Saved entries
|---|

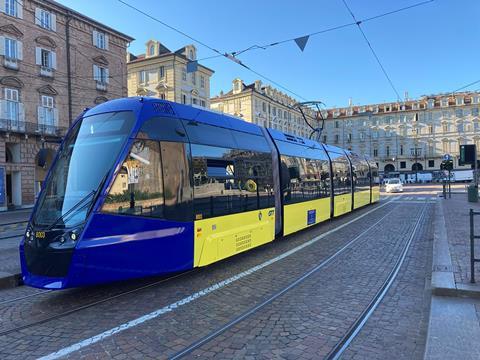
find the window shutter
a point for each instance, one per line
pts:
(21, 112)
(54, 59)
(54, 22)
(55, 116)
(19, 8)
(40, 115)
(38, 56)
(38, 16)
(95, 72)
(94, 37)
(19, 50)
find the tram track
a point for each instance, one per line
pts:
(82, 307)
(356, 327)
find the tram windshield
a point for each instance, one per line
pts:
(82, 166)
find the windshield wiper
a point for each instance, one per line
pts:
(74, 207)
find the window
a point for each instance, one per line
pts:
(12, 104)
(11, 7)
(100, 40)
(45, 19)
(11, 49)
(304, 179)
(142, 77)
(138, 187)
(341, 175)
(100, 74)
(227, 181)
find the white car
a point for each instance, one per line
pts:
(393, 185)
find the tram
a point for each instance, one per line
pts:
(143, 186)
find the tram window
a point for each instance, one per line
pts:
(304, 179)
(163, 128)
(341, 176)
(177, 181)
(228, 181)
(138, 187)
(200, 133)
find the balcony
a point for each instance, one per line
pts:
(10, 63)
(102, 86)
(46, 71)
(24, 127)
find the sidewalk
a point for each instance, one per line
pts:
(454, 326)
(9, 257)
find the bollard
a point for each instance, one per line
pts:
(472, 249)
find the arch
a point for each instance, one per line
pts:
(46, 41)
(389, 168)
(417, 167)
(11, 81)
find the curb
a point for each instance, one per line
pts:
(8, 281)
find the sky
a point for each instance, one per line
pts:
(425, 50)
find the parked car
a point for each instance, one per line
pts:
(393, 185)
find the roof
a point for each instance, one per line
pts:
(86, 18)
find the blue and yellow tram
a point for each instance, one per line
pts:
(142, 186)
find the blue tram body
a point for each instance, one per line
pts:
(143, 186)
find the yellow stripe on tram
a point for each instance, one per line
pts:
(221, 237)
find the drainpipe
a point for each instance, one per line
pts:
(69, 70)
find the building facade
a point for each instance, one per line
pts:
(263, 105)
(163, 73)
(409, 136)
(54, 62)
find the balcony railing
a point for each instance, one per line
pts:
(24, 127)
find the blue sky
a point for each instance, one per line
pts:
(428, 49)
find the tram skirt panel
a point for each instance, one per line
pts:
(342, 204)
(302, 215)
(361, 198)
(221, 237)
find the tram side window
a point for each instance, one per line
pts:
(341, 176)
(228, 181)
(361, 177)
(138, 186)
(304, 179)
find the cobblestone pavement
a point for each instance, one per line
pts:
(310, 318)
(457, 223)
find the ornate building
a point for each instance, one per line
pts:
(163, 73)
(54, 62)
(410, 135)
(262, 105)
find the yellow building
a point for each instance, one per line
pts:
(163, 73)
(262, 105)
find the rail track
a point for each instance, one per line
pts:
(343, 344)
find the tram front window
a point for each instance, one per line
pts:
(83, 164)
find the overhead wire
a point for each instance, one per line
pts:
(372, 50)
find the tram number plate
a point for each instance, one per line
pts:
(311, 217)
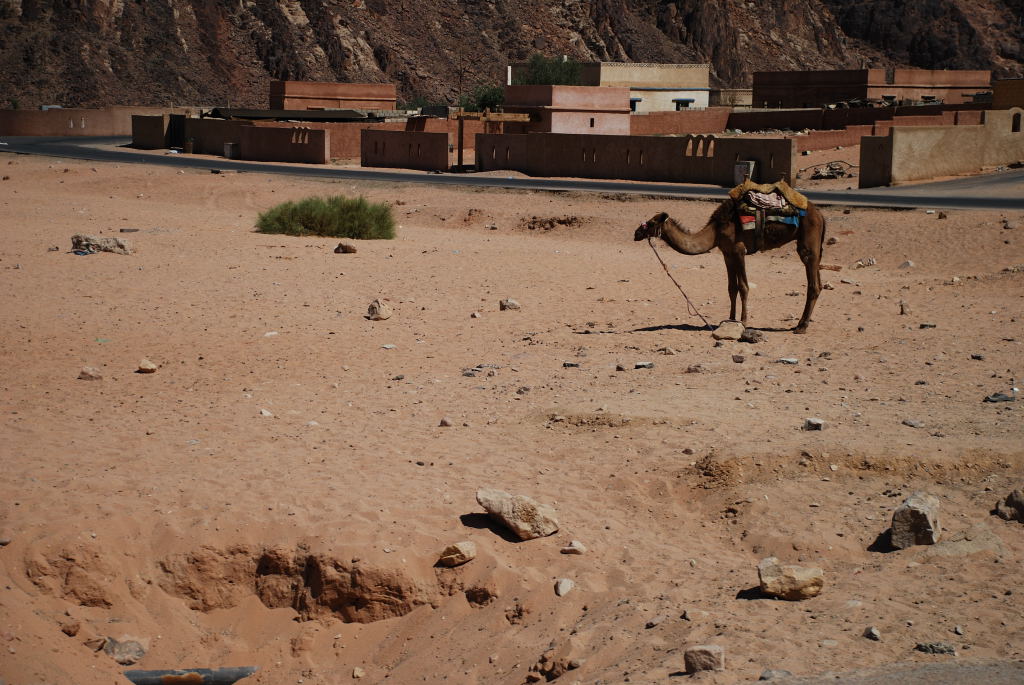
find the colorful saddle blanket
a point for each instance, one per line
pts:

|---|

Images are to be left out when the records above are written out again exactly.

find the window shutter
a point for each instance, one per line
pts:
(21, 112)
(54, 59)
(54, 22)
(55, 116)
(19, 8)
(40, 115)
(38, 56)
(38, 16)
(95, 72)
(94, 37)
(19, 50)
find the tram track
a point for each instance, one per line
pts:
(82, 307)
(356, 327)
find the tram windshield
a point for each instance, one per line
pts:
(82, 166)
find the windshield wiper
a point for each instance, one per line
pts:
(74, 207)
find the window
a point for each instance, one per line
pts:
(12, 104)
(11, 7)
(100, 40)
(45, 19)
(11, 49)
(304, 179)
(142, 77)
(138, 187)
(341, 175)
(100, 74)
(227, 181)
find the white car
a point for each instance, one per line
pts:
(393, 185)
find the tram
a point for each instance, one per line
pts:
(143, 186)
find the tram window
a point for each instance, one per line
pts:
(304, 179)
(163, 128)
(341, 176)
(177, 181)
(228, 181)
(138, 187)
(200, 133)
find the balcony
a point for each instance, one per line
pts:
(10, 63)
(102, 86)
(46, 71)
(24, 127)
find the sidewalk
a point for each instance, one per line
pts:
(454, 326)
(9, 257)
find the bollard
a point for each instance, one per line
pts:
(472, 249)
find the arch
a point for each instance, one per line
pts:
(46, 41)
(389, 168)
(417, 167)
(11, 81)
find the curb
a point for each instance, one per line
pts:
(8, 281)
find the sky
a point for each instance, one per line
pts:
(425, 50)
find the parked car
a point for each instance, one per line
pts:
(393, 185)
find the roof
a point for each instance, one per line
pts:
(86, 18)
find the blue and yellow tram
a point for each instance, one per line
pts:
(142, 186)
find the blue tram body
a point for each instance, one per line
pts:
(143, 186)
find the yellow stripe on tram
a point for each instance, one per line
pts:
(221, 237)
find the drainpipe
a point for each instance, one per line
pts:
(69, 70)
find the building facade
a point for each instance, one per line
pts:
(263, 105)
(163, 73)
(409, 136)
(54, 62)
find the balcony railing
a point for each instance, one per line
pts:
(24, 127)
find the blue sky
a point for each instance, one per line
pts:
(428, 49)
find the tram skirt panel
a point for each instance, one per line
pts:
(342, 204)
(302, 215)
(361, 198)
(221, 237)
find the tram side window
a point for each instance, one per line
pts:
(341, 176)
(228, 181)
(361, 177)
(138, 186)
(304, 179)
find the cobblestone pavement
a point for each instance, one per line
pts:
(310, 318)
(457, 223)
find the ornate building
a point for each instance, one per line
pts:
(163, 73)
(54, 62)
(410, 135)
(262, 105)
find the yellow building
a point for each instance, one per line
pts:
(163, 73)
(262, 105)
find the rail track
a point for each instance, one per line
pts:
(343, 344)
find the tram front window
a point for each instance, one per line
pts:
(83, 164)
find the overhead wire
a point for each instance, one per line
pts:
(372, 50)
find the tram number plate
a point for each instance, one per line
pts:
(311, 217)
find the colorful saddle blanket
a point for each instance, one per line
pts:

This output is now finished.